Start Text to read

The implication stretches beyond the immediate community of tensor-network theorists. Variational quantum algorithms are currently the most promising near-term path to extracting value from noisy quantum processors. If we understand why some circuit architectures train and others don’t, we can design the next generation of ansätze with trainability baked into their geometry, rather than relying on the kindness of random initialization. The team’s work does not claim to have solved the barren-plateau problem in its most general form — the catastrophic vanishing of gradients remains a separate beast — but it isolates the equally damaging issue of poor local minima and shows, convincingly, that it can be tamed by a symmetry we already know how to exploit.

There is a deeper philosophical current here, one that runs through much of modern machine learning and quantum physics alike. Structures that appear redundant, that seem to carry unnecessary degrees of freedom, may be the very things that make complex systems navigable. In neural networks, overparametrization does not merely add capacity; it changes the geometry of the loss function so that optimization becomes easier. In gauge theories of fundamental physics, the apparent superfluity of gauge potentials conceals the true degrees of freedom, yet without them, the theory is intractable. The MPS gauge freedom sits at the intersection of these two lessons: it is both a practical tool and a pointer toward a deeper principle.

End Text to read
Start Supplied data

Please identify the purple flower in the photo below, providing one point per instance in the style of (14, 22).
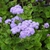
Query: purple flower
(0, 19)
(31, 30)
(22, 34)
(16, 18)
(48, 34)
(46, 25)
(23, 27)
(19, 10)
(13, 25)
(15, 30)
(13, 10)
(7, 21)
(16, 9)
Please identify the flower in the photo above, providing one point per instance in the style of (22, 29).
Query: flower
(0, 19)
(13, 25)
(46, 25)
(7, 21)
(48, 34)
(16, 9)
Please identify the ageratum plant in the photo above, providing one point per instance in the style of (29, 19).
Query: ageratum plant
(24, 25)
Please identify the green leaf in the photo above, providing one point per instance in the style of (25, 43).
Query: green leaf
(40, 20)
(48, 46)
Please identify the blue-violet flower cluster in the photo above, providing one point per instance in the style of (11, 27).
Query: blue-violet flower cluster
(17, 9)
(26, 28)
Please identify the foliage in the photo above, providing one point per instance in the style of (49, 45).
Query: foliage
(33, 10)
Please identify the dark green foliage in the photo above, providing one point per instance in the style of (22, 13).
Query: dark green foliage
(33, 10)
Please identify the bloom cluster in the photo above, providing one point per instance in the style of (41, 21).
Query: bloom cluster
(16, 9)
(46, 25)
(26, 28)
(0, 19)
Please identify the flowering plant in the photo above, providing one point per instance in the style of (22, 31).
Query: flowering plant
(24, 25)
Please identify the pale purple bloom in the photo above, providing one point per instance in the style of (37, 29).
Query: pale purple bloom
(7, 21)
(18, 6)
(31, 30)
(48, 34)
(13, 25)
(0, 19)
(15, 30)
(23, 27)
(16, 9)
(46, 25)
(36, 27)
(19, 10)
(13, 10)
(16, 18)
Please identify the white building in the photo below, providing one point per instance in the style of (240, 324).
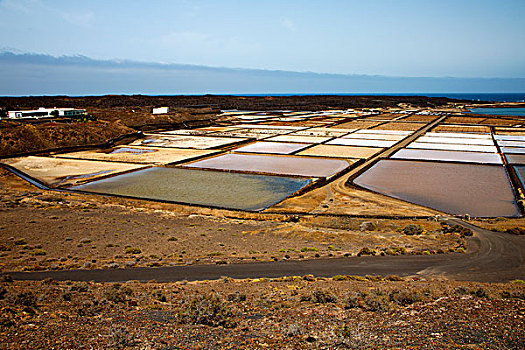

End Supplied data

* **Parts of the exercise**
1/ Shorten the paragraph beginning "There is a deeper philosophical current" in the text on quantum circuit training, keeping its main facts.
2/ In the records, change every "in the style of" to "in the format of" in the stretch from the line containing "Please identify the blue-violet" through the end of the records, leaving everything else unchanged. Give only those lines and leave out the pictures.

* **Results of the tasks**
1/ A shared idea in modern machine learning and quantum physics is that seemingly redundant structures, with apparently unnecessary degrees of freedom, may be what makes complex systems navigable. In neural networks, overparametrization adds capacity and also reshapes the loss function's geometry so that optimization becomes easier. In gauge theories, seemingly superfluous gauge potentials conceal the true degrees of freedom, yet the theory is intractable without them. The MPS gauge freedom combines both lessons, serving as a practical tool and as a pointer toward a deeper principle.

2/
Please identify the blue-violet flower cluster in the photo above, providing one point per instance in the format of (11, 27).
Query: blue-violet flower cluster
(17, 9)
(26, 28)
Please identify the foliage in the photo above, providing one point per instance in the format of (49, 45).
Query: foliage
(33, 10)
Please identify the dark green foliage in the photo above, providing one point per instance in the format of (22, 13).
Query: dark green foliage
(33, 10)
Please identify the bloom cluster in the photo above, providing one point per instance in the format of (41, 21).
Query: bloom cluster
(16, 9)
(46, 25)
(26, 28)
(0, 19)
Please identify the flowering plant in the photo above, providing one point per instance in the format of (22, 31).
Query: flowering plant
(24, 25)
Please identify the pale purple bloom in the photo above, providing one point per instance in the format of (37, 29).
Query: pale purple bloom
(7, 21)
(18, 6)
(31, 30)
(48, 34)
(13, 25)
(0, 19)
(15, 30)
(23, 27)
(16, 9)
(46, 25)
(36, 27)
(19, 10)
(13, 10)
(16, 18)
Please identify the white building in the photo below, providing one point per instance in the format of (240, 324).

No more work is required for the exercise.